> [Given data]
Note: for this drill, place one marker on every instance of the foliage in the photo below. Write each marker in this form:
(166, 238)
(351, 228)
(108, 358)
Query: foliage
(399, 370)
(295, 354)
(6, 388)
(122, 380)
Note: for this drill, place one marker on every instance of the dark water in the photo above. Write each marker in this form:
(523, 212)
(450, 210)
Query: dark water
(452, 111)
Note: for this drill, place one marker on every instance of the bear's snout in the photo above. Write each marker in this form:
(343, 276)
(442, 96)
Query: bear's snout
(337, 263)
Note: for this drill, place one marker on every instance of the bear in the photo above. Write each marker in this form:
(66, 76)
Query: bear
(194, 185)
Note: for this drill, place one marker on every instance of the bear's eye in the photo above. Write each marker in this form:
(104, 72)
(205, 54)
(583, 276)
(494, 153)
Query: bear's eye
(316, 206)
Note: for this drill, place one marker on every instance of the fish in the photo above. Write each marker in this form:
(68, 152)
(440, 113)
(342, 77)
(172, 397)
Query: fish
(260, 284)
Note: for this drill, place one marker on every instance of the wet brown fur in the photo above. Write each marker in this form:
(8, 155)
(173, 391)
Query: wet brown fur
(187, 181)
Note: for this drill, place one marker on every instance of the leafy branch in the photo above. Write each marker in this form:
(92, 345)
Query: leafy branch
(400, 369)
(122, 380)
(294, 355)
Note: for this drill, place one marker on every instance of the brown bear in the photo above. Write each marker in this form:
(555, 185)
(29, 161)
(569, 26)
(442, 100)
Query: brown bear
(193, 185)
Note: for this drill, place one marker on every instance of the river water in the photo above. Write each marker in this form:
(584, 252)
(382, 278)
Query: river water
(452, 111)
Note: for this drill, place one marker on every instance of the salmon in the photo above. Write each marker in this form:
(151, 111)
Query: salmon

> [Requirements]
Repeat the records word for word, from the line containing "the bear in" through the last line of the records.

> [The response]
Note: for this drill, place one marker on every instance of the bear in the photo above. Write each marker in this form:
(66, 76)
Query: bear
(194, 185)
Note: for this drill, place one marker on every instance of the bear's eye in the photo above. Write each marker in this form:
(104, 72)
(205, 54)
(583, 276)
(494, 153)
Query: bear's eye
(316, 206)
Note: for this drill, place one marker on every instance of the fish in the photo above. Write each marker in this form:
(68, 152)
(440, 113)
(342, 77)
(172, 397)
Query: fish
(260, 284)
Note: for this drill, place one marker on every instance of the wet brown fur in the photo above. Write each marker in this form:
(8, 155)
(173, 391)
Query: wet brown fur
(187, 181)
Note: for this drill, place one marker on every instance of the leafy branch in the photo above. Write each marker in this form:
(92, 345)
Query: leafy branch
(400, 369)
(122, 380)
(294, 355)
Note: for this drill, place one marker on every instance of the brown bear in the photo above. Write each marker in this form:
(555, 185)
(29, 161)
(569, 26)
(442, 100)
Query: brown bear
(193, 185)
Note: for this drill, place one marker on every instance of the river water in the photo above. Write each marker in this form:
(584, 252)
(382, 278)
Query: river water
(452, 111)
Note: for this drill, place one marker on every instance of the salmon in the photo above. Write each marker in this form:
(151, 111)
Query: salmon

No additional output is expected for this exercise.